Reading passage.

Film Review: The New Mutants (Josh Boone, 2020)
I know, and begrudgingly accept, that, over the course of thirteen X-Men films in those aforementioned twenty years, Fox has changed a lot when adapting from the little page to the big screen. Their changes to Rogue, and especially Mystique, have been horrendous at times (I truly hate Jennifer Lawrence's Mystique - the furthest thing from the comic character one could ever imagine) but even that is nothing compared to what is done to The New Mutants in this fiasco.
I'll give them dropping comic original member Karma for the enigmatic Magik. After all, when Magik joined the team, she quickly became a fan favourite, and to this day has become one of the best and most kickassing members of both The New Mutants and The X-Men proper. But all the other changes? No, I'm not giving them those.
Let's even pass over how Magik is BFF's with Lockheed the dragon here, when in the comics it is Kitty (now Kate) Pryde, who is best buds with the aforementioned dragon (as well as would be love interest to Magik, but that is another story for another time), and move onto the rest of this film. I mean, Anya Taylor-Joy (the chess playing it girl of Netflix right now) as Illyana 'Magik' Rasputin is at least the one (almost) saving grace in this wretched movie.
Why the origin story of The New Mutants is portrayed in this way (which, for those comic book neophytes, is nowhere close to how they were portrayed in the 1980's X-Men spinoff series - not even a little bit) I cannot begin to understand. It has nothing to do with streamlining or making things more coherent or any nonsense like that. It's just baffling, and to be honest, it makes my head hurt trying to figure it out.

Segmentation mask data.
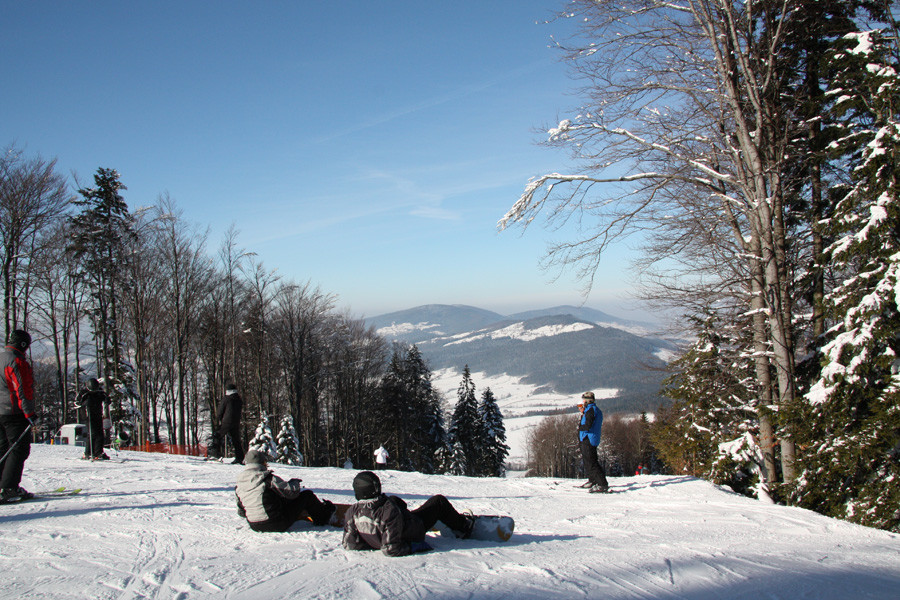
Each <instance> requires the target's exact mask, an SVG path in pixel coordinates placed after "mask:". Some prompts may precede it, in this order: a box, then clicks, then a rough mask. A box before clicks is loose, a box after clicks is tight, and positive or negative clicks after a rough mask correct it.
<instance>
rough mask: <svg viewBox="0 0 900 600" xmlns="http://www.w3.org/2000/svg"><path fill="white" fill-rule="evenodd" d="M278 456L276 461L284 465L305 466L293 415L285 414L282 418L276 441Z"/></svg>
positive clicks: (299, 442)
mask: <svg viewBox="0 0 900 600" xmlns="http://www.w3.org/2000/svg"><path fill="white" fill-rule="evenodd" d="M276 446H277V448H276V450H277V452H278V458H277V459H276V460H275V462H279V463H281V464H284V465H294V466H297V467H302V466H303V454H301V453H300V439H299V438H298V437H297V430H296V429H294V419H293V417H291V415H285V416H284V417H283V418H282V419H281V425H280V428H279V431H278V439H277V443H276Z"/></svg>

Tasks to perform.
(1) In the film review, who plays Illyana 'Magik' Rasputin?
(2) Edit the segmentation mask entries so that every "rough mask" becomes "coarse mask", keeping everything else the same and leaving out the pictures.

Answers to the exercise.
(1) Anya Taylor-Joy

(2)
Each <instance> requires the target's exact mask, an SVG path in pixel coordinates placed after "mask:". Some prompts may precede it, in this order: a box, then clicks, then a coarse mask. A box before clicks is loose, a box after clicks is tight, and positive or negative clicks after a coarse mask correct it.
<instance>
coarse mask: <svg viewBox="0 0 900 600" xmlns="http://www.w3.org/2000/svg"><path fill="white" fill-rule="evenodd" d="M278 456L276 461L284 465L305 466L293 415L285 414L282 418L276 441Z"/></svg>
positive clicks: (299, 442)
mask: <svg viewBox="0 0 900 600" xmlns="http://www.w3.org/2000/svg"><path fill="white" fill-rule="evenodd" d="M276 446H277V448H276V450H277V452H278V458H277V459H276V460H275V462H279V463H281V464H284V465H294V466H297V467H302V466H303V454H301V453H300V439H299V438H298V437H297V430H296V429H294V419H293V417H291V415H285V416H284V417H283V418H282V419H281V425H280V428H279V431H278V439H277V443H276Z"/></svg>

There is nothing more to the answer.